Each entry that appears below should be restated exactly as it is.

- Record extracts
»»
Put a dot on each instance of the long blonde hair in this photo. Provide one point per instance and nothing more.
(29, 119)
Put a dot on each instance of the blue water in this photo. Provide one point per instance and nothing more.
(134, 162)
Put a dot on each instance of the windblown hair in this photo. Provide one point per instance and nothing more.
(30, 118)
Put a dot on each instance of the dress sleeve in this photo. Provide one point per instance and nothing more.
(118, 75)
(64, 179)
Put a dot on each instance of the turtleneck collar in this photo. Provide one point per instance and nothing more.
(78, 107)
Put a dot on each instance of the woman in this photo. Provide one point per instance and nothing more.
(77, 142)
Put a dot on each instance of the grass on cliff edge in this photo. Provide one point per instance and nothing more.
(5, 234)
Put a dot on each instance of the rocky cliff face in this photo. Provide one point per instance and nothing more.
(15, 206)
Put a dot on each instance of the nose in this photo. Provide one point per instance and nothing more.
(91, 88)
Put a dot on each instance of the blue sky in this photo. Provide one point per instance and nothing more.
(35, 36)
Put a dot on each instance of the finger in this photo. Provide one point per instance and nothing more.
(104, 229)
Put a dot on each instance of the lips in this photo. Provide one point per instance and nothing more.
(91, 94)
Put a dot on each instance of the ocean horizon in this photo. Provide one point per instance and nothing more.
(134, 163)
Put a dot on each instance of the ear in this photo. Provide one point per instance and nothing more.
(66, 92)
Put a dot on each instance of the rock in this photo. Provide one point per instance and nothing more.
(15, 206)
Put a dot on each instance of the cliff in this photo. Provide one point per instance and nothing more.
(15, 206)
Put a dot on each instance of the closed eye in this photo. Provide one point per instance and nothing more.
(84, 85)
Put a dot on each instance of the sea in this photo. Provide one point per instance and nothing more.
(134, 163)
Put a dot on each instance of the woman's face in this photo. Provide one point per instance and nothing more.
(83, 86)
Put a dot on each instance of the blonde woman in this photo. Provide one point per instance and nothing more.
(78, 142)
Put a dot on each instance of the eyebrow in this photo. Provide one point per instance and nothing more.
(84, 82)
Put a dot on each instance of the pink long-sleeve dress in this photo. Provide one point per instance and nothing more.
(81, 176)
««
- Solution below
Put a dot on each instance of the long blonde hair in this photo. Provide one point per instance and nothing more.
(29, 119)
Put a dot on each instance of the blue water in this photo. Provide one point per instance and nothing more.
(134, 162)
Put a dot on each instance of the windblown hair in this photo. Provide one point per instance and nothing more.
(30, 118)
Put a dot on each instance of the dress sleeve in this photo. Provide one point per instance and nothing more.
(118, 75)
(64, 179)
Put a dot on each instance of the turtleneck collar in this photo. Provide one point per instance and nothing more.
(78, 107)
Put a dot on each instance of the woman in this photo. Provide one point per instance and nothing more.
(77, 142)
Put a dot on each instance of the grass on cliff edge in this photo. Provide one point per instance and nothing more.
(5, 234)
Put a dot on each instance of the rocky cliff face in this photo. Provide one point per instance and nothing more.
(15, 206)
Put a dot on each instance of the nose in this photo. Provide one point per instance and nothing more.
(91, 88)
Put a dot on each instance of the blue sky in this photo. Provide one point per instance and nothing more.
(35, 36)
Put a dot on each instance of the finger in this photo. Provide one point per instance and nothing more.
(104, 229)
Put a dot on each instance of the lips in this photo. Provide one point per instance and nothing more.
(91, 94)
Put a dot on each instance of the ocean horizon in this photo. Provide one point per instance and nothing more.
(134, 163)
Put a dot on each instance of the ear in this photo. Provide one point per instance and nothing more.
(66, 92)
Put a dot on each instance of the rock in this photo. Provide one point per instance and nothing more.
(15, 206)
Put a dot on each instance of the cliff in this photo. Provide one point per instance and nothing more.
(15, 206)
Put a dot on each instance of the closed eye in this photo. Provide one point per instance and nothing more.
(84, 85)
Put a dot on each instance of the sea in this photo. Provide one point per instance and nothing more.
(134, 163)
Put a dot on each instance of the woman's face in this photo. Provide one point per instance and nothing more.
(83, 86)
Put a dot on each instance of the blonde woman in this photo. Provide one point per instance and nothing more.
(78, 142)
Put a dot on each instance of the eyebrow in this photo. Provide one point per instance and nothing more.
(84, 82)
Put a dot on each instance of the pink long-sleeve dress in this photo. Provide one point per instance and nothing more.
(81, 176)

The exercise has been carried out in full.